Task objective
Pick out every line in the data below that contains the word "black", and copy each one. Case counts.

Exercise input
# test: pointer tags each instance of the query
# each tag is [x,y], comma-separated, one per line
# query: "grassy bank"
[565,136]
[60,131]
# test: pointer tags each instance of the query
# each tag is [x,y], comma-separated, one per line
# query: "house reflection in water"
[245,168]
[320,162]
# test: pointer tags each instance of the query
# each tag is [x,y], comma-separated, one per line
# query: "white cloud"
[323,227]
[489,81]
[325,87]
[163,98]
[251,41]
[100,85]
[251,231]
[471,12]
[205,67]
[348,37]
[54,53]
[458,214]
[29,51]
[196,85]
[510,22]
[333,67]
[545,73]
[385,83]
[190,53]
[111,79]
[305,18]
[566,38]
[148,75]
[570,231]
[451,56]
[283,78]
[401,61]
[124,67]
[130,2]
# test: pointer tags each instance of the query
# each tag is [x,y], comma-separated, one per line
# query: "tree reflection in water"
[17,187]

--

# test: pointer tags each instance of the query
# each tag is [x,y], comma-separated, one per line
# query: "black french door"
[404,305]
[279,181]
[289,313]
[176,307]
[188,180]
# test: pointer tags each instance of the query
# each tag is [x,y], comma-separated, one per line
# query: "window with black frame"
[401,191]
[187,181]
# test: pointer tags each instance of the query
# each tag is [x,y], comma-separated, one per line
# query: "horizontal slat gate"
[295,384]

Solution to this exercise
# query: "black french door"
# query: "window with black frame"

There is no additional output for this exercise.